What is required — Find every line of the records that has "below" and return it.

(Stored data)

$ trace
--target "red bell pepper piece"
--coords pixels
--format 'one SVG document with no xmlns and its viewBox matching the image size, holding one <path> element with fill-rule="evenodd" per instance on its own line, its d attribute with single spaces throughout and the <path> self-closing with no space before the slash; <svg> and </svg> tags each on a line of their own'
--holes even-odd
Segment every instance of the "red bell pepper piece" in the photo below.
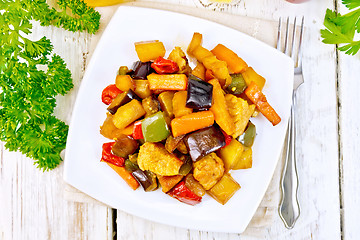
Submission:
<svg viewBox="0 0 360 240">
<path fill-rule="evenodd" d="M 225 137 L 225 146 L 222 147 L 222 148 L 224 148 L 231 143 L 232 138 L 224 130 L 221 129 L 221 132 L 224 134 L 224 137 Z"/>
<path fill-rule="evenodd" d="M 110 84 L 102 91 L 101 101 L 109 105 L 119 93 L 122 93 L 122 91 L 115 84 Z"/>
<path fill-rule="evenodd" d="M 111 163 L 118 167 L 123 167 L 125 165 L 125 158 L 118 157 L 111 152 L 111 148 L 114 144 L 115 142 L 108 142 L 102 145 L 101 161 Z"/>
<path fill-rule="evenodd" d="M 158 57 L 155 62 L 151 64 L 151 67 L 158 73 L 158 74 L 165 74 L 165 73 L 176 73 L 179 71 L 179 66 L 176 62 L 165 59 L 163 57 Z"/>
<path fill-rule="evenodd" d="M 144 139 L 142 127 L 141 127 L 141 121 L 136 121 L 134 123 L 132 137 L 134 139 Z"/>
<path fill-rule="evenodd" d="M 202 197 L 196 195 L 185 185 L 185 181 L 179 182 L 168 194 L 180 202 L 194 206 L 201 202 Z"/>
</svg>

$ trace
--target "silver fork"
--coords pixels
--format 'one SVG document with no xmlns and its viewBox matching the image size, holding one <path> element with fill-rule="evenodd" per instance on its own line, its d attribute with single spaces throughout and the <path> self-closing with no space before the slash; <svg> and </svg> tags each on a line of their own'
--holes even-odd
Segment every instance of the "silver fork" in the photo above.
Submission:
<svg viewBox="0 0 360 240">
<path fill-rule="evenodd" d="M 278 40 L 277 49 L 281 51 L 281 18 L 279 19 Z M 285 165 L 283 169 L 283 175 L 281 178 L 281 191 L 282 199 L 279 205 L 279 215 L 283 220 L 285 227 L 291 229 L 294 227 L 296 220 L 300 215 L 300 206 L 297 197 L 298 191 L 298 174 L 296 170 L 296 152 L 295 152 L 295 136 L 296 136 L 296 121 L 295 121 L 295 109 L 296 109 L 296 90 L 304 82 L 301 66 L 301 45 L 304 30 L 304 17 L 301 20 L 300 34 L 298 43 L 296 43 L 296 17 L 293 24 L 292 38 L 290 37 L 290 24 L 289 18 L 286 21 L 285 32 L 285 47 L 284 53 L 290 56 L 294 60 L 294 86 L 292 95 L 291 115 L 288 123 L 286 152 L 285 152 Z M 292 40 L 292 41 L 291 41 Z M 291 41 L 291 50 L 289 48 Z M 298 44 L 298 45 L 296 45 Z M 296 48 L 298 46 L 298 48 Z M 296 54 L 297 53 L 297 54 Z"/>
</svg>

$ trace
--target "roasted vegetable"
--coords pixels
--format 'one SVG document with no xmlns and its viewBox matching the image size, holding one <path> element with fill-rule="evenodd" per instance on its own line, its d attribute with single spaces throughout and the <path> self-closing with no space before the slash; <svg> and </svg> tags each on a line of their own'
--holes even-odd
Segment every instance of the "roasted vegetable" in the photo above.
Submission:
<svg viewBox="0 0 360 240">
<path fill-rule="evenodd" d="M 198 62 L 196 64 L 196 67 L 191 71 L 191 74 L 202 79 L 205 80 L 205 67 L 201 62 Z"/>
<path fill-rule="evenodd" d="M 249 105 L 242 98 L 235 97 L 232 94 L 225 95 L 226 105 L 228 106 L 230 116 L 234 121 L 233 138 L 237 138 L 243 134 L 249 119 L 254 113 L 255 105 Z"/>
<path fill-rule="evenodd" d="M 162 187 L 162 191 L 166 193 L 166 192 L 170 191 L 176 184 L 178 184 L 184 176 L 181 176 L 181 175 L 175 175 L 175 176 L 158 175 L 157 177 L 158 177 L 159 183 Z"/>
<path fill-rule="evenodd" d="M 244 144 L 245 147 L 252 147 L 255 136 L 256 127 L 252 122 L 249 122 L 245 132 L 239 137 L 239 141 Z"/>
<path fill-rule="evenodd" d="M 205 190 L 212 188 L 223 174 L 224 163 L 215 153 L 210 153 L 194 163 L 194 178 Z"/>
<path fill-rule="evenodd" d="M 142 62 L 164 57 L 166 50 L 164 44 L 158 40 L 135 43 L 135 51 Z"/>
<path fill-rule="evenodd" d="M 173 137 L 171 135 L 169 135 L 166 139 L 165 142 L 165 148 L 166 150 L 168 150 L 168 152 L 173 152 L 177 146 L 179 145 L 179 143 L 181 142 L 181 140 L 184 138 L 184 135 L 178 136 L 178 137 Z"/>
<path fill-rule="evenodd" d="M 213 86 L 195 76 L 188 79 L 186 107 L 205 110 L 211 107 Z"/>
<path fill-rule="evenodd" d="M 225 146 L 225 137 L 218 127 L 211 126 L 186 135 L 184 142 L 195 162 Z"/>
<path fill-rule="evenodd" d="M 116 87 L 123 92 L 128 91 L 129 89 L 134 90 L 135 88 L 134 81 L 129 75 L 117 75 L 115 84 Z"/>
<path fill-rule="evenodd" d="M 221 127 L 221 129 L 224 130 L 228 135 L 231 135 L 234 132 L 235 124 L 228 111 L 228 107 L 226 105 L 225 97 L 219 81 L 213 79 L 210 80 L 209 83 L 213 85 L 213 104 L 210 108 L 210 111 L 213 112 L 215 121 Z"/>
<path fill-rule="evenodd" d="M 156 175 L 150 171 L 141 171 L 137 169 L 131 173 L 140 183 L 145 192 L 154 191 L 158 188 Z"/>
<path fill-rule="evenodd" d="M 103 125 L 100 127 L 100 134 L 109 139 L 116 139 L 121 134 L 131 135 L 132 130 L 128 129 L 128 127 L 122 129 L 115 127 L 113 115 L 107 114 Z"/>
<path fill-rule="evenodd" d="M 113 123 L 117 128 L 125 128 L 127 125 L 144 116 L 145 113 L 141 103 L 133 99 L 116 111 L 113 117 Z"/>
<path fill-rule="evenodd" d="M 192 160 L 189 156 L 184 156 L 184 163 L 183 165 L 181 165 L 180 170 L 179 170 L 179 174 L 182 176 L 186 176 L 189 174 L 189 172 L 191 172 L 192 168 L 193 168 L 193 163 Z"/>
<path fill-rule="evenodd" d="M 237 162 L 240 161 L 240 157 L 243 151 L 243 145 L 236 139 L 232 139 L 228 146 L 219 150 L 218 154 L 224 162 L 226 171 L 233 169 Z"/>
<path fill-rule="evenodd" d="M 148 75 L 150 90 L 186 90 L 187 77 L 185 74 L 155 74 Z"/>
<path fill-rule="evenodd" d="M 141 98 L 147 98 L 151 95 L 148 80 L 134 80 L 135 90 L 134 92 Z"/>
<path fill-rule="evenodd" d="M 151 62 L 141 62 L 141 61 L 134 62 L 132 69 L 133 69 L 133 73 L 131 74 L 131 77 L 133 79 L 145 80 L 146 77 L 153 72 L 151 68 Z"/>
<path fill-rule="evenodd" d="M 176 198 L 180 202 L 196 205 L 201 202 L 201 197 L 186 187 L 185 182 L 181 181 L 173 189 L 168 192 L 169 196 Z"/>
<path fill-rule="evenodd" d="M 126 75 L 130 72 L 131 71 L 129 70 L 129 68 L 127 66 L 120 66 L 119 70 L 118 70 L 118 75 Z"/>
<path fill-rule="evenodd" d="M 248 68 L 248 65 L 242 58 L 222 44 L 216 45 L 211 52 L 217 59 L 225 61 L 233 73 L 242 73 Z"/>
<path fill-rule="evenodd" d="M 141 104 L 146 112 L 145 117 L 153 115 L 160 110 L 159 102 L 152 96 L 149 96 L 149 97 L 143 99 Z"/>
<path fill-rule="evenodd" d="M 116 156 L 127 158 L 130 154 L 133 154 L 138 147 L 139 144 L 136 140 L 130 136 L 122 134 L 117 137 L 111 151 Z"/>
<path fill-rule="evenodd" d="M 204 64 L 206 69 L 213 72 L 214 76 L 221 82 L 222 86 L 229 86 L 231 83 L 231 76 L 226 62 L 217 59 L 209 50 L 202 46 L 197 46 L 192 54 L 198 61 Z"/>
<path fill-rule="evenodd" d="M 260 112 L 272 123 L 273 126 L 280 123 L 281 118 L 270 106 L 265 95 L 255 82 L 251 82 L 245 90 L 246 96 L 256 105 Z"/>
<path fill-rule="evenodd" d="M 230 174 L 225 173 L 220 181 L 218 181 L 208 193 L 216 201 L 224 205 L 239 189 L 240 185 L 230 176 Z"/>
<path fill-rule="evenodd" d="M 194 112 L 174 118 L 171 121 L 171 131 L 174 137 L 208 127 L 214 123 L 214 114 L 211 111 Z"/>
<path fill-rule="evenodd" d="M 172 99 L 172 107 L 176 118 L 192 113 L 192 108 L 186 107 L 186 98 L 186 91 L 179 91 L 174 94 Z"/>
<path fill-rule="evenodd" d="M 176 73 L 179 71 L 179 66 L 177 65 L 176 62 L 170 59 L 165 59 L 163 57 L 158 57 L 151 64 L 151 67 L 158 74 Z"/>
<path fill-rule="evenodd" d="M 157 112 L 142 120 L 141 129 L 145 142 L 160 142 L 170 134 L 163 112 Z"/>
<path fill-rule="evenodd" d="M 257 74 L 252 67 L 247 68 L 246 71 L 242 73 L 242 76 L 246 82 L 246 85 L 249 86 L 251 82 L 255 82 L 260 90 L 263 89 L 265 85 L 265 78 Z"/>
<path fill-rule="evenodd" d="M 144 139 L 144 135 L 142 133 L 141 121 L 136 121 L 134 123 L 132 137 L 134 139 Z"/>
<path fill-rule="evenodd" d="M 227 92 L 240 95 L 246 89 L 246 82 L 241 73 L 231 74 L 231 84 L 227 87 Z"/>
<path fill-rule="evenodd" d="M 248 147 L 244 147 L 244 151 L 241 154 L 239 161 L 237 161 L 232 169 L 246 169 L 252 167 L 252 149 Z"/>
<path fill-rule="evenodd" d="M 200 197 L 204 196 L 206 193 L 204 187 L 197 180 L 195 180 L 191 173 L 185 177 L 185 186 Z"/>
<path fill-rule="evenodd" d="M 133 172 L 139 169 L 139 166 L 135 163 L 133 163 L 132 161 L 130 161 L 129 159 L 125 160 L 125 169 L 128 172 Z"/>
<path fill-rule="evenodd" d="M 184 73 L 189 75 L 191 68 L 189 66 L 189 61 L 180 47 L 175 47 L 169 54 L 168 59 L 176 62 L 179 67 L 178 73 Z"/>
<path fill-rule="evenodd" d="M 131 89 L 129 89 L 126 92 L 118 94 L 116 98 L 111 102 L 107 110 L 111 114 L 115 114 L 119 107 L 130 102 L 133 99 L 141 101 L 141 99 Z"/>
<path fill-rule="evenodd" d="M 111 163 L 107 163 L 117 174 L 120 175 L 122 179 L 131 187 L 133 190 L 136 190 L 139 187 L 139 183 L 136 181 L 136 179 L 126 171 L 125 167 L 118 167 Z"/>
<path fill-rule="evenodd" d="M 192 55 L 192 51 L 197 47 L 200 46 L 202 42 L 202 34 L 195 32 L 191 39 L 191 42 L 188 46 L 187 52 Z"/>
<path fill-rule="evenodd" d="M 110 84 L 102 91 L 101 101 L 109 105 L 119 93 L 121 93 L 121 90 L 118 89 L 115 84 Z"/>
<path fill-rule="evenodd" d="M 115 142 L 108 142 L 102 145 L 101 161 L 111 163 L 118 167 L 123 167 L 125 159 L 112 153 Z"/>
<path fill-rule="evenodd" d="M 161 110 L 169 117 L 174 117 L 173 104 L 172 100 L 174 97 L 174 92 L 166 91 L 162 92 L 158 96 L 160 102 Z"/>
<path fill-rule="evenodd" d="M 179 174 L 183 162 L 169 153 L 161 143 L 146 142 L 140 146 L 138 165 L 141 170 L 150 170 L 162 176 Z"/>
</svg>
---
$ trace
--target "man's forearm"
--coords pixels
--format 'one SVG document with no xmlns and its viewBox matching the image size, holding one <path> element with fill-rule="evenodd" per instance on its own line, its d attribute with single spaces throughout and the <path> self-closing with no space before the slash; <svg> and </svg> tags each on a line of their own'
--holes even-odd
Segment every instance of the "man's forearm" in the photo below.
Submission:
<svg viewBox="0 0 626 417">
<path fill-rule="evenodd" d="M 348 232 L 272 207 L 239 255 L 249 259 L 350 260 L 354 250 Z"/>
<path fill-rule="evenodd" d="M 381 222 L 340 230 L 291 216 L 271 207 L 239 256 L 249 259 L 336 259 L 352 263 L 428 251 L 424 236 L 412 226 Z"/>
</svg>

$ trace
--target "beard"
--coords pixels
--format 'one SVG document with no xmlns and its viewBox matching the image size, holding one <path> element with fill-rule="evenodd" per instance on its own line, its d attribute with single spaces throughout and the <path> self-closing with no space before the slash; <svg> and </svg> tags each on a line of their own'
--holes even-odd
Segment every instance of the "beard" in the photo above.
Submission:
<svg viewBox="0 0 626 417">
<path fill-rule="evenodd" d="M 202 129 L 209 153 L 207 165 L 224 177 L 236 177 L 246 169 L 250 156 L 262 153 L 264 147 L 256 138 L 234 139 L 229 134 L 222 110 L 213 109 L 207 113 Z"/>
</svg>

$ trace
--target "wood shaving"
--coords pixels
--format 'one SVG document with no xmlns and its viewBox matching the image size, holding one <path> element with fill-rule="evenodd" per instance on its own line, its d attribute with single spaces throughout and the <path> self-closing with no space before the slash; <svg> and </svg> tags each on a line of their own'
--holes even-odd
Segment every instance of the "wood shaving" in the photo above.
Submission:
...
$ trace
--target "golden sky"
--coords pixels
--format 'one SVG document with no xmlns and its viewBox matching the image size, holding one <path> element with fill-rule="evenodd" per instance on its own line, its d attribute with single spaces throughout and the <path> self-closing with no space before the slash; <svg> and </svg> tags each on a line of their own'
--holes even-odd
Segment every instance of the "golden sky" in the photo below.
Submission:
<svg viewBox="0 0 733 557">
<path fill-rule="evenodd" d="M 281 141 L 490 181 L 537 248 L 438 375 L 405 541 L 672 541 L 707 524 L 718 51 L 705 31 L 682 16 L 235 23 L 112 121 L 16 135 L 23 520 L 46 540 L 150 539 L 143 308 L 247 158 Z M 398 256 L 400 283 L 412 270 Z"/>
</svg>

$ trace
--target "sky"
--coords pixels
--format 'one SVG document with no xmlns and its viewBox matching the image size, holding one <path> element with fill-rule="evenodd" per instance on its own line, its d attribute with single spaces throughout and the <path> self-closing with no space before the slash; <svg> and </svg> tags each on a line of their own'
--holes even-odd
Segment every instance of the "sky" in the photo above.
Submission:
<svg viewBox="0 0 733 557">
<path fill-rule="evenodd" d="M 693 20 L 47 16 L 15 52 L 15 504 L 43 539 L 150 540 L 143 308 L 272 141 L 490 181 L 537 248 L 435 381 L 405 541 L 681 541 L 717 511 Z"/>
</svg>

Reply —
Segment every instance of the "red bell pepper piece" in the photo below.
Segment every instance of the "man's forearm" in the photo below.
Segment every instance of the "golden sky" in the photo below.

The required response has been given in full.